─── Input data ───

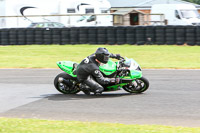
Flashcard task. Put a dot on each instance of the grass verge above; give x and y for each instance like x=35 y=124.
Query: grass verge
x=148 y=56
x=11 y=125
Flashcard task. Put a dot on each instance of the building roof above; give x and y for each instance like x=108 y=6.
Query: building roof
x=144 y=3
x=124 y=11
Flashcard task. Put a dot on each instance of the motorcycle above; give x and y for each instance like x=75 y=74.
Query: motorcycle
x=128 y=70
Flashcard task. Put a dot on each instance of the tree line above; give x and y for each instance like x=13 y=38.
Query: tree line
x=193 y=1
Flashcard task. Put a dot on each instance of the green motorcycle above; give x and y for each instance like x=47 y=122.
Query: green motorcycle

───
─── Input data ───

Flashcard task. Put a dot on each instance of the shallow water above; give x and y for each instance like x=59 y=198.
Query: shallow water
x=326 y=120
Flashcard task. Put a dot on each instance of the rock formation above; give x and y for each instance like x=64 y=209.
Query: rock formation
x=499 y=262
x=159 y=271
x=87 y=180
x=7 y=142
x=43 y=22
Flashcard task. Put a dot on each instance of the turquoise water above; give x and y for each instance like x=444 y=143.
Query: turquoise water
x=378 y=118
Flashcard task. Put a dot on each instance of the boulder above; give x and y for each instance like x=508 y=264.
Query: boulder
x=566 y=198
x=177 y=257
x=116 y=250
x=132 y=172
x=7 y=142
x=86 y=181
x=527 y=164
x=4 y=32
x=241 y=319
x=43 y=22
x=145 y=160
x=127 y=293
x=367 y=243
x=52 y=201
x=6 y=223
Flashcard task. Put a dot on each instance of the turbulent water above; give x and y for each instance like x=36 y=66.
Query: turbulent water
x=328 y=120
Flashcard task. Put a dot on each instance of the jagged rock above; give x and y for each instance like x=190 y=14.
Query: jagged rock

───

**Goal of the exercise**
Swap "dot" for "mark" in the material from the line with "Flashcard task. Put a dot on each instance of the grass" to the line with "Query: green motorcycle", and give those lines again with nothing else changed.

**Answer to the problem**
Flashcard task. Put a mark on each instance of the grass verge above; give x and y for each instance like x=35 y=124.
Query: grass verge
x=148 y=56
x=11 y=125
Flashcard task. Put a mark on each instance of the building roof above; give x and y for each instance like x=108 y=6.
Query: building roof
x=144 y=3
x=124 y=11
Flashcard task. Put a mark on each instance of the motorcycle above; give x and y for each instance like x=75 y=74.
Query: motorcycle
x=128 y=70
Flashcard task. Put a mark on each instance of the tree line above; give x and y for each instance like x=13 y=38.
Query: tree line
x=193 y=1
Flashcard task. Put a mark on each instance of the green motorcycle above; give x and y for each instance like x=47 y=122.
Query: green motorcycle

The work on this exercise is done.